Dataset content:
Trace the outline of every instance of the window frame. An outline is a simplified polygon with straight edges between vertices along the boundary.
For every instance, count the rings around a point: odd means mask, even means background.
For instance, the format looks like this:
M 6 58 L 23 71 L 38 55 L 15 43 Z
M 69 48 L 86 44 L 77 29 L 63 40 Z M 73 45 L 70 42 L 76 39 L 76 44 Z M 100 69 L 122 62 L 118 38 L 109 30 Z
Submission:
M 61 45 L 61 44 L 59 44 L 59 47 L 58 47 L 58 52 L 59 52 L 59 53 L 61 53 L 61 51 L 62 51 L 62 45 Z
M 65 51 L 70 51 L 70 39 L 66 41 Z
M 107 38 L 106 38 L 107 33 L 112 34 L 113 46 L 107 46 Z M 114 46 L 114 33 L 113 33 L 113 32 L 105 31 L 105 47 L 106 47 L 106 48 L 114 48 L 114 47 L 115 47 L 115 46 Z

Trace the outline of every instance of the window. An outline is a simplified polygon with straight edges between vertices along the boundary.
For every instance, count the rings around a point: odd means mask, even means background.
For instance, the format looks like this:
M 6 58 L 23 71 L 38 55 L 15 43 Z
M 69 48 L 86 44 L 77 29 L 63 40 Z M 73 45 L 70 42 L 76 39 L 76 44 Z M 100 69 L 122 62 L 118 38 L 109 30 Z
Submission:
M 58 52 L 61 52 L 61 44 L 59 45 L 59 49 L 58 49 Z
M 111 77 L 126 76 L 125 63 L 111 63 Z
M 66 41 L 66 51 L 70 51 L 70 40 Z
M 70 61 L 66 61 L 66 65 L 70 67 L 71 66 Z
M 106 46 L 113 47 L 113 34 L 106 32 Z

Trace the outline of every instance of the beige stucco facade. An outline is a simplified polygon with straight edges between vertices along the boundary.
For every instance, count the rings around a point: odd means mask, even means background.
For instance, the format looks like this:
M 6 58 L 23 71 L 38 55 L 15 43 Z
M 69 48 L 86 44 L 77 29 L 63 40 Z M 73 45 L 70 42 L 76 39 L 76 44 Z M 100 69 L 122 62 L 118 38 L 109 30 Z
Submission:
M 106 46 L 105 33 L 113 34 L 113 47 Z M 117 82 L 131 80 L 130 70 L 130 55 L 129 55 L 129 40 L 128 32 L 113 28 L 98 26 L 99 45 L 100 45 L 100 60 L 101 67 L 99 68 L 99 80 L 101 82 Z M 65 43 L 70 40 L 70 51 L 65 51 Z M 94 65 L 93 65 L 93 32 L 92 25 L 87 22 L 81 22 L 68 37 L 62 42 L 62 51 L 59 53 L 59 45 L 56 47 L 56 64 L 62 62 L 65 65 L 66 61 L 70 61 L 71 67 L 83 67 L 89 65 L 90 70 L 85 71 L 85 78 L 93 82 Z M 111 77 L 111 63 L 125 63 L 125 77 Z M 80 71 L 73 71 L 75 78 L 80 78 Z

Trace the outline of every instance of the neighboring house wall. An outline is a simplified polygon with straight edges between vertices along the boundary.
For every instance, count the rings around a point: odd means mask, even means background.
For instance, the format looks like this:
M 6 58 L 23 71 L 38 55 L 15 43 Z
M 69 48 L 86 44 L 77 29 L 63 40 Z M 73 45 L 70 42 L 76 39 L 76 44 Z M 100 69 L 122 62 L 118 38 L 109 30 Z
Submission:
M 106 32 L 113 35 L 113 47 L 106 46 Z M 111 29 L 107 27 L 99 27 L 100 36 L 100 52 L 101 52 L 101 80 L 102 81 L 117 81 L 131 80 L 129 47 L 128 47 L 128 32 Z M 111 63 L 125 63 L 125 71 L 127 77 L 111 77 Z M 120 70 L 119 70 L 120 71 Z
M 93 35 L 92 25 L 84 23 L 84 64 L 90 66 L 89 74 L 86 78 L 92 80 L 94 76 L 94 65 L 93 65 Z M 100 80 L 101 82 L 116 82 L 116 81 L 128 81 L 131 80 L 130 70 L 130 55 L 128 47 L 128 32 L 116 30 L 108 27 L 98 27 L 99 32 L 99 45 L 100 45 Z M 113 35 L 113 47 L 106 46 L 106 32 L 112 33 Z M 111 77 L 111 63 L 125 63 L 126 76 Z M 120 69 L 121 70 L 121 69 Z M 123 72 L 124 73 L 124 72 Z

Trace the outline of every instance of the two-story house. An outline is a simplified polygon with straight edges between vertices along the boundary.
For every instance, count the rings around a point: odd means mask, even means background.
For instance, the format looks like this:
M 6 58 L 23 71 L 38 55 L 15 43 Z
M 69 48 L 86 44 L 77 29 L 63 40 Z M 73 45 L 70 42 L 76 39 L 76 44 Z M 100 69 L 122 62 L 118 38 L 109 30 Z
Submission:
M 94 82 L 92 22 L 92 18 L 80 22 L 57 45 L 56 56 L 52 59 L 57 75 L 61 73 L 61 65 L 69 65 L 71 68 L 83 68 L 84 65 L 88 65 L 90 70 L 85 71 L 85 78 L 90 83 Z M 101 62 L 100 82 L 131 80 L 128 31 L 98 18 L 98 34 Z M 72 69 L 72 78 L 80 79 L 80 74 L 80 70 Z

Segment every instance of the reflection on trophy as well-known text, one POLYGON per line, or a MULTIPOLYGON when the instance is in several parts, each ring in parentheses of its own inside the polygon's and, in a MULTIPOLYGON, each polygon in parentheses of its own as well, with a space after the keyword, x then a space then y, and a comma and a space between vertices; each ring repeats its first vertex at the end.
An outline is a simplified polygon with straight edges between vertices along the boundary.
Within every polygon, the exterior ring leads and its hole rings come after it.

Exercise instructions:
Rewrite all of the material above, changing "simplified polygon" to "rough polygon" and leaving everything else as it is.

Written solution:
Trace the outline of every instance of the window frame. An outline is a rough polygon with straight edges between vertices along the boundary.
For every instance, count the rings around a point: odd means mask, even means background.
For instance, the format looks like this:
M 6 58 L 23 71 L 38 55 L 15 43 Z
M 69 48 L 86 44 L 77 29 L 63 40 Z M 73 45 L 70 42 L 76 39 L 76 44 Z M 100 69 L 122 62 L 118 38 L 109 30 Z
Submission:
M 61 45 L 61 44 L 59 44 L 59 47 L 58 47 L 58 52 L 59 52 L 59 53 L 61 53 L 61 51 L 62 51 L 62 45 Z
M 65 51 L 70 51 L 70 39 L 66 41 Z
M 107 38 L 106 38 L 107 33 L 112 34 L 113 46 L 107 46 Z M 114 46 L 114 33 L 113 33 L 113 32 L 105 31 L 105 47 L 106 47 L 106 48 L 114 48 L 114 47 L 115 47 L 115 46 Z

Trace the outline of every instance of the window. An outline is a rough polygon with straight edges between vertices along the boundary.
For every instance, count the rings around a point: odd means mask, even means background.
For instance, the format looks like this:
M 6 58 L 23 71 L 38 55 L 15 43 Z
M 69 48 L 86 44 L 77 29 L 63 40 Z M 73 45 L 70 42 L 76 39 L 76 44 Z M 100 69 L 122 62 L 118 38 L 109 30 Z
Submission:
M 58 52 L 61 52 L 61 44 L 59 45 L 59 49 L 58 49 Z
M 111 77 L 126 76 L 125 63 L 111 63 Z
M 66 41 L 66 51 L 70 51 L 70 40 Z
M 70 61 L 66 61 L 66 65 L 70 67 L 71 66 Z
M 106 46 L 113 47 L 113 34 L 106 32 Z

Trace the outline of every instance of the beige stucco facade. An outline is a rough polygon with straight edges between vertices along the boundary.
For every instance, count the rings around a point: odd means mask, even means background.
For instance, the format looks like this:
M 6 58 L 23 71 L 38 55 L 15 43 Z
M 69 48 L 86 44 L 77 29 L 63 40 Z M 73 45 L 70 42 L 76 39 L 76 44 Z M 100 69 L 122 62 L 118 38 L 109 30 Z
Submission:
M 106 46 L 105 33 L 113 34 L 113 47 Z M 117 82 L 131 80 L 130 70 L 130 55 L 129 55 L 129 40 L 128 32 L 113 28 L 98 26 L 99 45 L 100 45 L 100 60 L 101 67 L 99 68 L 99 80 L 101 82 Z M 65 43 L 70 40 L 70 51 L 65 51 Z M 94 65 L 93 65 L 93 32 L 92 25 L 87 22 L 81 22 L 68 37 L 62 42 L 62 51 L 59 53 L 59 45 L 56 47 L 56 64 L 62 62 L 65 65 L 66 61 L 70 61 L 71 67 L 83 67 L 89 65 L 90 70 L 85 71 L 85 78 L 93 82 Z M 111 77 L 111 63 L 125 63 L 125 77 Z M 80 71 L 73 71 L 75 78 L 80 78 Z

Trace the outline of every instance of the neighboring house wall. An outline is a rough polygon with straight edges between vertices along the boundary.
For every instance, count the rings around a point: odd means mask, even means background.
For instance, the format looks like this:
M 6 58 L 23 71 L 38 55 L 15 43 Z
M 69 48 L 86 44 L 77 29 L 63 40 Z M 73 45 L 70 42 L 76 39 L 76 44 Z M 100 69 L 122 62 L 118 38 L 109 30 Z
Submission:
M 106 32 L 113 35 L 113 47 L 106 46 Z M 111 29 L 107 27 L 99 27 L 100 36 L 100 52 L 101 52 L 101 80 L 102 81 L 117 81 L 131 80 L 129 47 L 128 47 L 128 32 Z M 111 63 L 125 63 L 125 71 L 127 77 L 111 77 Z M 120 70 L 119 70 L 120 71 Z
M 93 35 L 92 25 L 84 23 L 84 64 L 90 66 L 89 74 L 86 78 L 92 80 L 94 76 L 94 65 L 93 65 Z M 100 80 L 101 82 L 116 82 L 116 81 L 128 81 L 131 80 L 130 70 L 130 55 L 128 47 L 128 32 L 116 30 L 108 27 L 98 27 L 99 32 L 99 45 L 100 45 Z M 113 35 L 113 47 L 106 46 L 106 32 L 112 33 Z M 111 77 L 111 63 L 125 63 L 126 76 Z M 120 69 L 121 70 L 121 69 Z M 123 72 L 124 73 L 124 72 Z

Trace the outline of every instance of the two-story house. An outline is a rough polygon with straight edges between vertices along the boundary.
For every instance, count the rings around a point: odd means mask, even means background.
For instance, the format looks like this:
M 6 58 L 23 71 L 38 55 L 15 43 Z
M 69 48 L 86 44 L 77 29 L 63 40 Z M 73 45 L 70 42 L 76 39 L 76 44 Z M 100 69 L 122 62 L 118 38 L 109 30 Z
Submission:
M 94 82 L 92 22 L 92 18 L 80 22 L 57 45 L 56 56 L 52 59 L 57 75 L 61 73 L 61 65 L 69 65 L 71 68 L 83 68 L 84 65 L 88 65 L 90 70 L 85 71 L 85 78 L 90 83 Z M 101 62 L 100 82 L 131 80 L 128 31 L 98 18 L 98 34 Z M 72 69 L 72 78 L 80 79 L 80 74 L 80 70 Z

Segment every instance of the reflection on trophy as well-known text, one POLYGON per line, or a MULTIPOLYGON when the instance is in several parts, each ring in parentheses of its own inside the polygon's and, in a MULTIPOLYGON, each polygon in parentheses of its own as well, with a space after the keyword, x then a space then y, and a comma and a space between vertices; each ring repeats its first vertex at the end.
An outline is a rough polygon with straight edges between vertices along the boundary.
Within every polygon, the exterior ring leads and its hole rings come after it.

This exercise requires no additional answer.